Given records START
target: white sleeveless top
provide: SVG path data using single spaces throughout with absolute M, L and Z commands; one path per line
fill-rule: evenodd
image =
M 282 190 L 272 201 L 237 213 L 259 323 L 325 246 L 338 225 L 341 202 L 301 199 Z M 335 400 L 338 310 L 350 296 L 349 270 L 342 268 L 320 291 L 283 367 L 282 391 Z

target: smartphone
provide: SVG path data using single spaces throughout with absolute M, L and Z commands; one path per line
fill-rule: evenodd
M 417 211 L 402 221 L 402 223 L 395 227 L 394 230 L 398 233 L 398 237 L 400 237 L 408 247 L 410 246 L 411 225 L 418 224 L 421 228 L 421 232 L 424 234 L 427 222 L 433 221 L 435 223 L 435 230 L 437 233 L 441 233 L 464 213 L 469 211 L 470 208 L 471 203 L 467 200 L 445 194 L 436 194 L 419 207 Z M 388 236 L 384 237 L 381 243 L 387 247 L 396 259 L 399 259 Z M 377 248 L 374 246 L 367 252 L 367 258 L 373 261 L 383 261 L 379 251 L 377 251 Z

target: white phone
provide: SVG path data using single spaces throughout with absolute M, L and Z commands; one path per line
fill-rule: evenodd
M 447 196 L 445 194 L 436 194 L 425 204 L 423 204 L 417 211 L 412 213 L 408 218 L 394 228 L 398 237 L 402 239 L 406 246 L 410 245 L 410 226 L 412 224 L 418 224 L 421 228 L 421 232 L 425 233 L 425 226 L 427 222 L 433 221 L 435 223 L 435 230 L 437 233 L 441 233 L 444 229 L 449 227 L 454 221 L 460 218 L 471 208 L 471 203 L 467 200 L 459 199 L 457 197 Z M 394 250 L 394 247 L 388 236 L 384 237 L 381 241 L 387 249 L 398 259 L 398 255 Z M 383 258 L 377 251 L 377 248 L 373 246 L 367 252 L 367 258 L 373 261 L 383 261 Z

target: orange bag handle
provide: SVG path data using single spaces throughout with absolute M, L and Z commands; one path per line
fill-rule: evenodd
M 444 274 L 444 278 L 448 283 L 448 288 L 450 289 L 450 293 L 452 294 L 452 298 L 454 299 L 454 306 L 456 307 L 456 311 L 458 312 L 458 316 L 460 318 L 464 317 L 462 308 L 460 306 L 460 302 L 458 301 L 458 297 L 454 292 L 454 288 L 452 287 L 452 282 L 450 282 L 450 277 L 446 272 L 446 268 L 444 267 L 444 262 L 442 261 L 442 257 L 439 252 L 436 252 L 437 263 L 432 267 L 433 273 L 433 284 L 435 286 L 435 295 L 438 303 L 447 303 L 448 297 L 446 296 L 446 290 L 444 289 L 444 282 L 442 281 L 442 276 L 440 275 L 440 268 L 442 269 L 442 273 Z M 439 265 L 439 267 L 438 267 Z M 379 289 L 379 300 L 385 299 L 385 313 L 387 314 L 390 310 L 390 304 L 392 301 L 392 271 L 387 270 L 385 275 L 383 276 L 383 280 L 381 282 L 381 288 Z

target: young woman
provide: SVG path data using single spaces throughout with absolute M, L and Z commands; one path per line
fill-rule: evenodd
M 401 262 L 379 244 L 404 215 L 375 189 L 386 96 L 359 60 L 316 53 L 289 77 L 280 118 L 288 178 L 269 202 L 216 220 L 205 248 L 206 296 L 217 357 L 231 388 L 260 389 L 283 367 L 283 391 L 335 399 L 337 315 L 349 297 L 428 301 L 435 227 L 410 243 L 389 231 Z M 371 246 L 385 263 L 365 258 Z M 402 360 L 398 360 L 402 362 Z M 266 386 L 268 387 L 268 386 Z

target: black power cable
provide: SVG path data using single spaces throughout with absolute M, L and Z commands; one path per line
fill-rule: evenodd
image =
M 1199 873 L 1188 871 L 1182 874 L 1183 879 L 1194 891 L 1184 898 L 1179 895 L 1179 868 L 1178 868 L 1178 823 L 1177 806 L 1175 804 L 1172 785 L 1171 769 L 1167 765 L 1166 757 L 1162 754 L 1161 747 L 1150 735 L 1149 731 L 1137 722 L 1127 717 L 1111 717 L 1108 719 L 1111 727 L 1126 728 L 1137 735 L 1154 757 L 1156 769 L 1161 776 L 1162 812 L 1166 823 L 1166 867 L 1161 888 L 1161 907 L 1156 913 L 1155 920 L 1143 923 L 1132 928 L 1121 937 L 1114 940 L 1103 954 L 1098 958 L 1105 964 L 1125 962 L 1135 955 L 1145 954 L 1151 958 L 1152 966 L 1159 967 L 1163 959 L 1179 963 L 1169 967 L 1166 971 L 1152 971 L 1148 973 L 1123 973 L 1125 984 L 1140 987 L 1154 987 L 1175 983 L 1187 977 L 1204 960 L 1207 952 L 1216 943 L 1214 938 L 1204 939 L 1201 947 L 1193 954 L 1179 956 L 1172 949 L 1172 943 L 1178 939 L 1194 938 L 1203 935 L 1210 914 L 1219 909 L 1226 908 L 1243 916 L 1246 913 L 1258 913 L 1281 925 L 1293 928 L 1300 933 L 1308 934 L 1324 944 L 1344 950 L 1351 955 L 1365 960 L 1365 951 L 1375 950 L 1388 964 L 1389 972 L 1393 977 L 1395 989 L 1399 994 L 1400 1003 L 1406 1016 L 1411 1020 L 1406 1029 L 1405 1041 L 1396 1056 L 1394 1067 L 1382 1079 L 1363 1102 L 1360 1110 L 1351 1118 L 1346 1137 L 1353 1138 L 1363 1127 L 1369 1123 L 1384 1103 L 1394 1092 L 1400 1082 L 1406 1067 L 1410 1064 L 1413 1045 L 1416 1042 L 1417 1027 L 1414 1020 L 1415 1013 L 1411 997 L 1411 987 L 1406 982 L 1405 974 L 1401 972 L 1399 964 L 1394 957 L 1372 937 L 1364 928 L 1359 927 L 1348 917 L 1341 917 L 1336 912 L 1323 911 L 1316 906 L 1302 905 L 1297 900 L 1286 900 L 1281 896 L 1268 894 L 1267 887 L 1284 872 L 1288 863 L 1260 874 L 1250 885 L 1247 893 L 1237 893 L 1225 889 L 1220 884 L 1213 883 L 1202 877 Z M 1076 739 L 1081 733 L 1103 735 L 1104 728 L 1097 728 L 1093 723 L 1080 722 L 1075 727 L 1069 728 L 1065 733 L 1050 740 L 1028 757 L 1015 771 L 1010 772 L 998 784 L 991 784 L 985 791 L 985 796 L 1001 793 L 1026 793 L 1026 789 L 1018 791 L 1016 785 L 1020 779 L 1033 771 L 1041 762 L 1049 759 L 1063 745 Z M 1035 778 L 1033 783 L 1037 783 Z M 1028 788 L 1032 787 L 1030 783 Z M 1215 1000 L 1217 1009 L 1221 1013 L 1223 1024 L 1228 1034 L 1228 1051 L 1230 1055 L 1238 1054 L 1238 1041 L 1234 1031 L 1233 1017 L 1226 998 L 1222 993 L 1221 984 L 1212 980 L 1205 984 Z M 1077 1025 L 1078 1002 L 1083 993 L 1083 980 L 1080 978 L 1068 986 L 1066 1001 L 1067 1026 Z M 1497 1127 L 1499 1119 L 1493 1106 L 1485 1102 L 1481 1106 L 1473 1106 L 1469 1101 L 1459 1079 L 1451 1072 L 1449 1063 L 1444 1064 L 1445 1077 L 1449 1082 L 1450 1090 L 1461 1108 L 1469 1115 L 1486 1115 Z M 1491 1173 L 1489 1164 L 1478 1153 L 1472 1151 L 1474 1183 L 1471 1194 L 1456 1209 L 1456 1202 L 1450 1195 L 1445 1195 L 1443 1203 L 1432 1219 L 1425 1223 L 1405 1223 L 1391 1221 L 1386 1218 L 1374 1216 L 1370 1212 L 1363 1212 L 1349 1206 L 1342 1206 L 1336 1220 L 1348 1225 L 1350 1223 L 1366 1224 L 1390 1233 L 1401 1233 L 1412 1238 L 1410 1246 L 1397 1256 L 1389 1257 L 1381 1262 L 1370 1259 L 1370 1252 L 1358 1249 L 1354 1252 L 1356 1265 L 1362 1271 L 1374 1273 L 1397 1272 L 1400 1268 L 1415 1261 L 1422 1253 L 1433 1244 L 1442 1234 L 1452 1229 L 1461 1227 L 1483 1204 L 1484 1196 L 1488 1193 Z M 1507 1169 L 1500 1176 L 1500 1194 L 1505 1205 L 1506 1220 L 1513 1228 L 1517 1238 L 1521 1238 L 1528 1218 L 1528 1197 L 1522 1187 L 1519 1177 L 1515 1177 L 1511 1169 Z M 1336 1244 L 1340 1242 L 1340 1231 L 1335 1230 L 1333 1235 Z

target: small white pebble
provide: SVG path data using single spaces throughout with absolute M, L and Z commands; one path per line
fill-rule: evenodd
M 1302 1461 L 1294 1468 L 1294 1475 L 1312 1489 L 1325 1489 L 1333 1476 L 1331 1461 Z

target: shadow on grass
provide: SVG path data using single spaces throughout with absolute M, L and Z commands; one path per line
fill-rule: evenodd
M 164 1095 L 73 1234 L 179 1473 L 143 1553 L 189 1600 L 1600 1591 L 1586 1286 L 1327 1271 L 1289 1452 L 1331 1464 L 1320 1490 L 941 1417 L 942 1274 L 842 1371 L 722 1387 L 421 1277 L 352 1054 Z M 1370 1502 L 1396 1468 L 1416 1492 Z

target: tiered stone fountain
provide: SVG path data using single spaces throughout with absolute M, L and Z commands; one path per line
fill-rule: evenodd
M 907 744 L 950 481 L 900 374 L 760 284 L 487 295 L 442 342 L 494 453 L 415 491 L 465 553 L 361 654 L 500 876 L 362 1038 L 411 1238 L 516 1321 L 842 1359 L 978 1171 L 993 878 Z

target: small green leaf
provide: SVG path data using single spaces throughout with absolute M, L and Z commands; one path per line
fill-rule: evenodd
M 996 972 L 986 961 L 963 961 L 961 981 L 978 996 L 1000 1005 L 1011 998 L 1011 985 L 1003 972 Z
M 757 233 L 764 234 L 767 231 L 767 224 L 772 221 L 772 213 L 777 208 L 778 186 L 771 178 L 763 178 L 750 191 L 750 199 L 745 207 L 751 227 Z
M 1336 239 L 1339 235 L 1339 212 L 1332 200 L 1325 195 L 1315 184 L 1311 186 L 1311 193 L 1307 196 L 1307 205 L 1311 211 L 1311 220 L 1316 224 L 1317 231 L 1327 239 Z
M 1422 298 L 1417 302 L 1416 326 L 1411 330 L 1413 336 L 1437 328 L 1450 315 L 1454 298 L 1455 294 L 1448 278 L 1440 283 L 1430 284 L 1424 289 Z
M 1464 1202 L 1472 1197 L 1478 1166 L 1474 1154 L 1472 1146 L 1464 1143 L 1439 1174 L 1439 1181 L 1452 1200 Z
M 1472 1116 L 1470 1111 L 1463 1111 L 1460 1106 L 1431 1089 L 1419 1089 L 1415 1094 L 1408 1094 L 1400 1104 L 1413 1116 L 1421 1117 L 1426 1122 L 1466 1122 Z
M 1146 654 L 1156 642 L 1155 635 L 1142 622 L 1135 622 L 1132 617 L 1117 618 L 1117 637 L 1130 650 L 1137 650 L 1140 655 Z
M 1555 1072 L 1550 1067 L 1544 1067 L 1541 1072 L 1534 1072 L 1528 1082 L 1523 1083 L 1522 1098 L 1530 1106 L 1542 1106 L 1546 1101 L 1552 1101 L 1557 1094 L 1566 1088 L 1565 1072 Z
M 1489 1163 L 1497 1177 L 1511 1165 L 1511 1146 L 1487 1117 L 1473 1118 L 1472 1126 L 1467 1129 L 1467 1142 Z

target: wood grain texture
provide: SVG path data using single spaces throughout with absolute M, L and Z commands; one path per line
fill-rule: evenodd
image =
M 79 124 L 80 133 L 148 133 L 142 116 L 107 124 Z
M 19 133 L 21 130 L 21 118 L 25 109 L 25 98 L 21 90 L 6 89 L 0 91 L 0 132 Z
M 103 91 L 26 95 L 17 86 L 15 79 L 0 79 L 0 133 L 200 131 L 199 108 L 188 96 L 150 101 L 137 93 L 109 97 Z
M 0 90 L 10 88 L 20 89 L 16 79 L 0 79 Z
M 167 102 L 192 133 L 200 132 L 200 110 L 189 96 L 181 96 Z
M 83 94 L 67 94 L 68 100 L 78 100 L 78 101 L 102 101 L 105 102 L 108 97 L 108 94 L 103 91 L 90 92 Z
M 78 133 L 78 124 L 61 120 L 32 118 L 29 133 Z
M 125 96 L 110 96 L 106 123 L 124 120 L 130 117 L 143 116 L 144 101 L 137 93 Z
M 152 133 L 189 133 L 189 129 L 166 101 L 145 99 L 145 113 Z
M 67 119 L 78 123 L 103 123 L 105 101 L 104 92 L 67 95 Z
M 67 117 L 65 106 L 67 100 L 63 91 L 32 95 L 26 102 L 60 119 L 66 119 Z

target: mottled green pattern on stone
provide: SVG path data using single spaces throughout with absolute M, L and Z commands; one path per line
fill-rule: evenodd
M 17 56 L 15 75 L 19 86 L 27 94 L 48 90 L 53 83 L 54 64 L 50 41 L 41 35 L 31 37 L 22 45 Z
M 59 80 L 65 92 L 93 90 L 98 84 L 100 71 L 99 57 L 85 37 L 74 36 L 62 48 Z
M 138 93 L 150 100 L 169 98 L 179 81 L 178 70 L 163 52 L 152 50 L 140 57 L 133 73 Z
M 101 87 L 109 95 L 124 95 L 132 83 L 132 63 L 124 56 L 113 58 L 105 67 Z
Given records END
§ What to do: Go through the listing above and return each line that includes the word "stone".

§ Answer to this problem:
target: tiered stone fountain
target: mottled green pattern on stone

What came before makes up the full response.